Skip to content

Gateway API

The Gateway exposes an HTTP API on port 8000 (default). All endpoints accept and return JSON.

Base URL

http://<gateway-host>:8000

POST /generate

Forward a generation request to vLLM and return the response with token IDs.

Used by: AgentFlowBase.gateway_generate()

Request

{
  "trajectory_uid": "string",
  "prompt_uid": "string",
  "messages": [
    { "role": "user", "content": "string" }
  ],
  "max_tokens": 1024,
  "temperature": 1.0,
  "top_p": 1.0
}
Field Type Required Description
trajectory_uid string Yes Unique ID for this conversation
prompt_uid string Yes Unique ID for the prompt group (GRPO grouping)
messages array Yes OpenAI-format chat messages
max_tokens int No Max response length (default: from --response-length)
temperature float No Sampling temperature (default: 1.0)
top_p float No Top-p sampling (default: 1.0)

Response

{
  "response_text": "string",
  "response_ids": [101, 202, 303],
  "prompt_ids": [50, 60, 70, 80]
}
Field Type Description
response_text string Generated text
response_ids int[] Token IDs of the generated response
prompt_ids int[] Full context token IDs (prompt + prior turns)

POST /submit_steps

Submit one or more Step objects to the DataPool.

Used by: AgentFlowBase.gateway_submit_steps()

Request

{
  "steps": [
    {
      "trajectory_uid": "string",
      "prompt_uid": "string",
      "prompt_ids": [50, 60, 70],
      "response_ids": [101, 202],
      "reward": 0.0,
      "step_index": 0,
      "policy_version": 42,
      "is_last": true,
      "metadata": {}
    }
  ]
}

Response

{
  "submitted": 1,
  "status": "ok"
}

POST /compute_reward

Compute a reward score for a step (called by Trainer, not by agents).

Request

{
  "trajectory_uid": "string",
  "messages": [...],
  "dataset_fields": {
    "ground_truth": "string",
    "task_type": "string"
  }
}

Response

{
  "reward": 0.85
}

POST /{trajectory_uid}/{prompt_uid}/v1/chat/completions (reserved)

OpenAI-compatible endpoint for black-box agents. The trajectory_uid and prompt_uid are embedded in the URL path.

Request

Standard OpenAI chat/completions request body.

Response

Standard OpenAI chat/completions response.

Status: Reserved

This endpoint is designed and stubbed. It will be the primary integration point for black-box online agents in a future release.


POST /complete_trajectory/{trajectory_uid} (reserved)

Signal that a trajectory is complete. Used in black-box mode when the agent manages conversation boundaries.

Request

{
  "trajectory_uid": "string",
  "final_reward": 0.9
}

Response

{ "status": "ok" }

Health Check

curl http://localhost:8000/health
# {"status": "ok"}

_____

▸ **What is needed**
Retype the Gateway API page exactly, everything from "The Gateway exposes" down to "Used by: AgentFlowBase.gateway_generate()".

_____

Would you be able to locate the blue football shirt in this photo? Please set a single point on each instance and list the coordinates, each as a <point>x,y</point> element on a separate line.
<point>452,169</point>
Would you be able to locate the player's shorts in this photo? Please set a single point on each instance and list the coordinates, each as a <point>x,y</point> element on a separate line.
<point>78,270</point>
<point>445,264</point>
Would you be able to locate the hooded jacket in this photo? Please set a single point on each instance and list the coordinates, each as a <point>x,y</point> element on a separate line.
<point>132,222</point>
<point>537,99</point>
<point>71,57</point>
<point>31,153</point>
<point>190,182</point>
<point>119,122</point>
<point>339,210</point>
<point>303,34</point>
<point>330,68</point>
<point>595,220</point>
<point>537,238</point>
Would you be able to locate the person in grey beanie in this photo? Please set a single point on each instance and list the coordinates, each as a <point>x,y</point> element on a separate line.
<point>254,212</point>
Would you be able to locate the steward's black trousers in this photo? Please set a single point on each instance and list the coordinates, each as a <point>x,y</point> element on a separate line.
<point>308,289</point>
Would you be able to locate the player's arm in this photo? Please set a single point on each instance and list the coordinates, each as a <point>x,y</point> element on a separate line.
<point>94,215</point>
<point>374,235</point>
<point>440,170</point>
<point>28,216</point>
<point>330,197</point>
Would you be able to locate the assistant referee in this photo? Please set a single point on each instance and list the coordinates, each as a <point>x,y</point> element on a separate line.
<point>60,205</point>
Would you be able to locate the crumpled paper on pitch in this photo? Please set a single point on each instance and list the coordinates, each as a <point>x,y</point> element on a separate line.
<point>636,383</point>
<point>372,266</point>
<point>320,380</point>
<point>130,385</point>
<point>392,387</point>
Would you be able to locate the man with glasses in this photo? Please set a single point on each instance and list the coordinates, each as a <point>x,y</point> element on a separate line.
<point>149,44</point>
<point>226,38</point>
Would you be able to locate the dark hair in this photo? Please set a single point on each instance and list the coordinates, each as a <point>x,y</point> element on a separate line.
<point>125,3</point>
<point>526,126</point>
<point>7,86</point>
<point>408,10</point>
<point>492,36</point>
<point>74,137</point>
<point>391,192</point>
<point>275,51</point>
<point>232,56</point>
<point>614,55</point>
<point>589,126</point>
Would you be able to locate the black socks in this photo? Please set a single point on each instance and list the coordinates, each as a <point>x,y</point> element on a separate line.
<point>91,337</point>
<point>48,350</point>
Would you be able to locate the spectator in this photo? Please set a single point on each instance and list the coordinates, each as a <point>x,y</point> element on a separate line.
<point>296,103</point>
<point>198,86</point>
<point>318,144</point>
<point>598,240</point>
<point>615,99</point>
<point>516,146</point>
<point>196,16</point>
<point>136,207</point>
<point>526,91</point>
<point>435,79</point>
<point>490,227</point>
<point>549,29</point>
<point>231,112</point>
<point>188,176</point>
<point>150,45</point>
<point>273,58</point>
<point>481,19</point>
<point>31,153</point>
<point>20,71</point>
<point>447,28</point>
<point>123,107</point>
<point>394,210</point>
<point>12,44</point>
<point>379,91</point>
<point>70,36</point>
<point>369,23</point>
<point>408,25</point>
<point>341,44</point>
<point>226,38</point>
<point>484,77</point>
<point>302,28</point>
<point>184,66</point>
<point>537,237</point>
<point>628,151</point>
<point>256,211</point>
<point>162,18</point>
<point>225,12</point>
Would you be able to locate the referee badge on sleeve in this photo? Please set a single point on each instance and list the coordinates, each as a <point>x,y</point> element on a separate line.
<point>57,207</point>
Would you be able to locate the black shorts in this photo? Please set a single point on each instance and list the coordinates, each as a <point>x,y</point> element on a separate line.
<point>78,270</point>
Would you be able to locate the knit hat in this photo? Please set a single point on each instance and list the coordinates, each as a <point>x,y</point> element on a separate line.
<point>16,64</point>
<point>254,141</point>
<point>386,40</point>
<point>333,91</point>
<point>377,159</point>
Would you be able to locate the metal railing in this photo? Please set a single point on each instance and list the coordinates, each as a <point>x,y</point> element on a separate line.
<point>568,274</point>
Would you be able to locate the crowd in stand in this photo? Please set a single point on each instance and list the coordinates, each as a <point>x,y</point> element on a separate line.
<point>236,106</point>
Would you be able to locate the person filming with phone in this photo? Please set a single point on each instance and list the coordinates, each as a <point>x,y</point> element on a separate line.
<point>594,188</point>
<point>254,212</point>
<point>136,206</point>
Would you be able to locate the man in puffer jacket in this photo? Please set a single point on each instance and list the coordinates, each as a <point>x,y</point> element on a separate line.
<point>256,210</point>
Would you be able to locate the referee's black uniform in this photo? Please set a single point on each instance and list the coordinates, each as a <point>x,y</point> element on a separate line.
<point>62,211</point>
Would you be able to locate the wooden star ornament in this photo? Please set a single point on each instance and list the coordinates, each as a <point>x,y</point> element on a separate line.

_____

▸ **Solution to the problem**
The Gateway exposes an HTTP API on port 8000 (default). All endpoints accept and return JSON.

Base URL

http://<gateway-host>:8000

POST /generate

Forward a generation request to vLLM and return the response with token IDs.

Used by: AgentFlowBase.gateway_generate()